_Yönerge 1_: Aşağıdaki seçilmiş bölüme göre (a), (b) ve (c) ifadelerinin her biri için evet ya da hayır deyin ve kararı belirleyen sözcükleri bölümden aynen alıntılayın. (a) Henry V'nin gezginlere verdiği belgeler yalnızca gemiyle yapılan geçişlerde geçerliydi. (b) Hükümdar mektubunu alabilmek için zengin kesimden, krallığa yakın kesimden veya önemli bir insan olmak gerekiyordu. (c) Henry V döneminde verilen belgelerin bir kapağı vardı.

─── Seçilmiş bölüm

Bir zamanlar seyahat etmek, sadece cesur kaşiflerin haritalara boş noktalar eklediği bir maceraydı. Peki ya pasaport? Omodern dünyaya geçmeden önce pasaport günümüzdeki kadar önemli değildi. Geçmişte hükümdarların gönderdiği mektuplarla yola çıkar diyardan diyara gezerdiniz. O mektuplarda da “Bu kişi bizim dostumuzdur, zarar vermeyiniz” yazardı. He tabii, bu mektubu alabilmek için de zengin kesimden, krallığa yakın kesimden veya önemli bir insan olmanız gerekiyordu. Bir nevi günümüzün VIP sisteminin atasıydı yani o durum.
Pasaportun ilk resmi haline baktığımızda gözlerimizi 15. yüzyıla İngiltere Kralı Henry V’nin zamanına çevirmemiz gerekiyor. Henry V’nin gezginlere verdiği belgeler günümüze kadar kalabilmiş. Fakat bu belgeler sadece gemilerle değil karadan geçişlerde de geçerliydi. Şimdi olduğu gibi üzerinde hapishane kaçkını gibi çıktığımız biyometrik fotoğraflar yok, QR kod yok, hatta kapak bile yoktu. Düşünsenize şimdi el yazması bir kağıtla sınır geçip diyardan diyara gidebildiğinizi… (Hayal etmesi üzücü)

──────

_Yönerge 2_: Kayıtları güncelleyin. “For the scouting tally, point out every instance of the fountain” ifadesini içeren satırdan kayıtların sonuna kadar, iki uç da dahil, yalnızca bu satırları yeniden yazın ve “neighboring house” yerine “adjacent house” koyup geri kalan her şeyi değiştirmeden bırakın. Resimleri yanıta almayın.

─── Alıştırma materyali

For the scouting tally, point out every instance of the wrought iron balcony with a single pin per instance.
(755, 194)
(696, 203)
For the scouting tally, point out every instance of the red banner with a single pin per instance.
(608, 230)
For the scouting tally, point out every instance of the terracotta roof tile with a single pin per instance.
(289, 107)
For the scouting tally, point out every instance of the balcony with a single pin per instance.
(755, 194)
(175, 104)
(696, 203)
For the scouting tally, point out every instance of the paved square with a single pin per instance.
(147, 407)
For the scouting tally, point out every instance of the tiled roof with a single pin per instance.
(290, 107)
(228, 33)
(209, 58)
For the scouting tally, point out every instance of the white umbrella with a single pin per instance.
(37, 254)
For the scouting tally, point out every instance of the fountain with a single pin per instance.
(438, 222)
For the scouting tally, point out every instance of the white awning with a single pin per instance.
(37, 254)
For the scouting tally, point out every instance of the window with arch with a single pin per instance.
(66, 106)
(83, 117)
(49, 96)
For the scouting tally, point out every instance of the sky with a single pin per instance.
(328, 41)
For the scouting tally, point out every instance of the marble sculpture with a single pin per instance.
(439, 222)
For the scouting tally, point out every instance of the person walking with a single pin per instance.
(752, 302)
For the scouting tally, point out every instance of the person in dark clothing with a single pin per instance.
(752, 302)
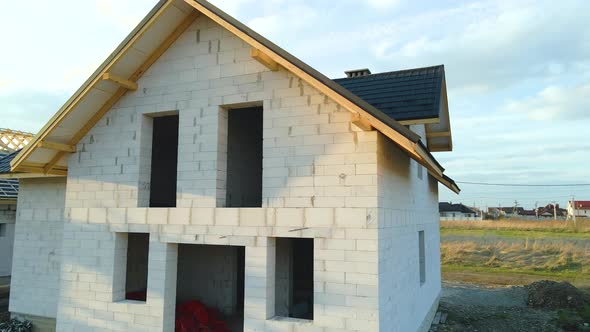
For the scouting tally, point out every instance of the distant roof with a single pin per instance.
(448, 207)
(582, 204)
(403, 95)
(11, 140)
(8, 187)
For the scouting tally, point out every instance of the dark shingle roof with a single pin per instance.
(5, 160)
(403, 95)
(8, 187)
(448, 207)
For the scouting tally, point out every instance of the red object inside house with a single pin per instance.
(193, 316)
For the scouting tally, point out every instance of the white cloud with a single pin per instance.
(383, 4)
(553, 103)
(488, 44)
(125, 14)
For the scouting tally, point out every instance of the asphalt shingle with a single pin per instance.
(8, 187)
(402, 95)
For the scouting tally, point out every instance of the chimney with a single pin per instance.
(357, 73)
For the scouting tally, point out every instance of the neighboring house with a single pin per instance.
(450, 211)
(580, 208)
(202, 162)
(10, 141)
(505, 212)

──────

_Tam yanıt 1_:
(a) Hayır: “Fakat bu belgeler sadece gemilerle değil karadan geçişlerde de geçerliydi.”
(b) Evet: “bu mektubu alabilmek için de zengin kesimden, krallığa yakın kesimden veya önemli bir insan olmanız gerekiyordu.”
(c) Hayır: “hatta kapak bile yoktu.”

_Tam yanıt 2_:
For the scouting tally, point out every instance of the fountain with a single pin per instance.
(438, 222)
For the scouting tally, point out every instance of the white awning with a single pin per instance.
(37, 254)
For the scouting tally, point out every instance of the window with arch with a single pin per instance.
(66, 106)
(83, 117)
(49, 96)
For the scouting tally, point out every instance of the sky with a single pin per instance.
(328, 41)
For the scouting tally, point out every instance of the marble sculpture with a single pin per instance.
(439, 222)
For the scouting tally, point out every instance of the person walking with a single pin per instance.
(752, 302)
For the scouting tally, point out every instance of the person in dark clothing with a single pin per instance.
(752, 302)
For the scouting tally, point out every instance of the distant roof with a single pin per instance.
(448, 207)
(582, 204)
(403, 95)
(11, 140)
(8, 187)
For the scouting tally, point out every instance of the dark shingle roof with a single pin per instance.
(5, 160)
(403, 95)
(8, 187)
(448, 207)
For the scouting tally, point out every instance of the red object inside house with a single pin per instance.
(193, 316)
For the scouting tally, point out every instance of the white cloud with a single pin per instance.
(383, 4)
(553, 103)
(488, 44)
(125, 14)
For the scouting tally, point out every instance of the asphalt shingle with a single pin per instance.
(8, 187)
(402, 95)
For the scouting tally, point out every instance of the chimney with a single pin per instance.
(357, 73)
For the scouting tally, point out every instance of the adjacent house with a single pin per instance.
(450, 211)
(580, 208)
(202, 162)
(10, 141)
(505, 212)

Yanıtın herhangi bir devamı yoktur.